Requirement: Quote the listing below in full and exactly as written, but omit every picture.
-- START Dataset records --
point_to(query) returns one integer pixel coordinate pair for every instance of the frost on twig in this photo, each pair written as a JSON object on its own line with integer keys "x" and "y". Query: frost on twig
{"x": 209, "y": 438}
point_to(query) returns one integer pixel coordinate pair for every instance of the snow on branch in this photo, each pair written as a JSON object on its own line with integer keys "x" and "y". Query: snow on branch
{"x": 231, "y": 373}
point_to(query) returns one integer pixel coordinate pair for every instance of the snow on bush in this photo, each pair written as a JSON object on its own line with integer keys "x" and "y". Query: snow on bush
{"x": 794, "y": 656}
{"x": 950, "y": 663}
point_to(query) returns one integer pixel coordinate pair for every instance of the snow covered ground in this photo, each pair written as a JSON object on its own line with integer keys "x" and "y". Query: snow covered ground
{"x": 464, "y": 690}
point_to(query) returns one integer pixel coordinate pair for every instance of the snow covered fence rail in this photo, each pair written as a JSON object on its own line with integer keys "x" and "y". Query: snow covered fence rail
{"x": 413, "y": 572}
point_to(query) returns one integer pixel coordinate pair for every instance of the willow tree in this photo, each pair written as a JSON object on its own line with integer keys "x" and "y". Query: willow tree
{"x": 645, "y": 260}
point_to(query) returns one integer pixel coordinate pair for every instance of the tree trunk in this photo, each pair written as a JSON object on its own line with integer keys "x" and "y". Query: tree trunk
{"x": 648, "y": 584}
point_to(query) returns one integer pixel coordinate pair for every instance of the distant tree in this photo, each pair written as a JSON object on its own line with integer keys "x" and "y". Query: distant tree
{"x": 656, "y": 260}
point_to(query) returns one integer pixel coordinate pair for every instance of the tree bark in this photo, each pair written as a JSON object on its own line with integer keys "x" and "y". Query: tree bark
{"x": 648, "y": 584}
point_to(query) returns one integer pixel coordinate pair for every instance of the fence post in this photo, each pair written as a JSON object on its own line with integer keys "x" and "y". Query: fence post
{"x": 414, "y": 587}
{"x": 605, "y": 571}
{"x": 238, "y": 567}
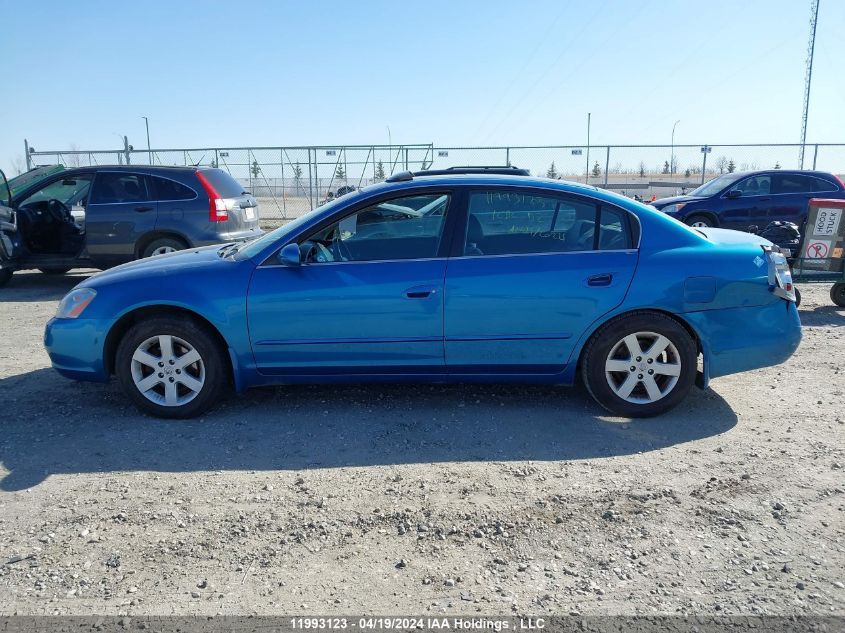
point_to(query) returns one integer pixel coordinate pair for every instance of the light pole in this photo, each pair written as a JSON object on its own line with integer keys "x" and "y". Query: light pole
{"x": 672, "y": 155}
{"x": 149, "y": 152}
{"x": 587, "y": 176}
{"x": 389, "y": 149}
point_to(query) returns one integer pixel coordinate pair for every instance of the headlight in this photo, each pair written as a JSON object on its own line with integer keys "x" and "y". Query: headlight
-- END Dataset records --
Result of this exercise:
point_to(query) returns one integer pixel coordinate pair for every instance of the frost on twig in this photo, each pair written as a JSON object on its own line with integer keys "x" and "y". Query: frost on twig
{"x": 209, "y": 438}
point_to(query) returns one integer pixel coordinate pair for every instance of the snow on branch in this photo, each pair written as a JSON object on its own line with integer keys "x" and "y". Query: snow on branch
{"x": 231, "y": 373}
point_to(query) returns one integer pixel coordinate pair for every instance of the snow on bush in this photo, each pair written as a JSON object on its own line with integer keys "x" and "y". Query: snow on bush
{"x": 794, "y": 656}
{"x": 950, "y": 663}
point_to(query) returns one integer pixel coordinate pair for every instance of the snow covered ground in this photo, each pair written as a JSON object on its own line with integer keys "x" and "y". Query: snow covered ground
{"x": 464, "y": 690}
point_to(query) returns one integer pixel coordinate pair for every instance of the snow covered fence rail in this photo, each pair written as a JSON object on its own line with integer keys "x" and "y". Query: snow covered fence rail
{"x": 413, "y": 572}
point_to(query) returns one integer pixel coordinate pair for every instance of the willow tree in this photo, each pair written as a JSON object on its own line with integer keys "x" and "y". Query: willow tree
{"x": 645, "y": 260}
point_to(query) returns one integer pixel coordinate pair for every instance of the tree trunk in this photo, each pair written as a JSON object on its own line with integer keys "x" and "y". Query: tree trunk
{"x": 648, "y": 584}
point_to(query) returns one integer pixel coordinate pair for every instance of the distant tree in this photo, each pair written as a JSON object on its own line with integer keys "x" and "y". Query: distant tree
{"x": 656, "y": 260}
point_to(query) returns one integer pixel coordinate pair for every instance of the tree bark in this photo, each pair written as a JSON object on its own line with integer keys "x" and "y". Query: tree bark
{"x": 648, "y": 584}
point_to(query) returns one integer pixel coordinate pair for every instance of the fence post in this photo, each pair written as a JSON object on its own line with integer keys "x" and "y". Query: fence post
{"x": 414, "y": 587}
{"x": 605, "y": 571}
{"x": 238, "y": 567}
point_to(query) returns one integer pixel coordinate pair for every instance of the light pole in this photo, each pair written as a JSON object on its own line with integer keys "x" and "y". Query: light pole
{"x": 672, "y": 155}
{"x": 149, "y": 152}
{"x": 587, "y": 176}
{"x": 389, "y": 149}
point_to(query) returns one integer pixel coordinate pair for every instance of the headlight in this photo, each pair written as a JSON object on its own line with integer keys "x" and "y". Query: headlight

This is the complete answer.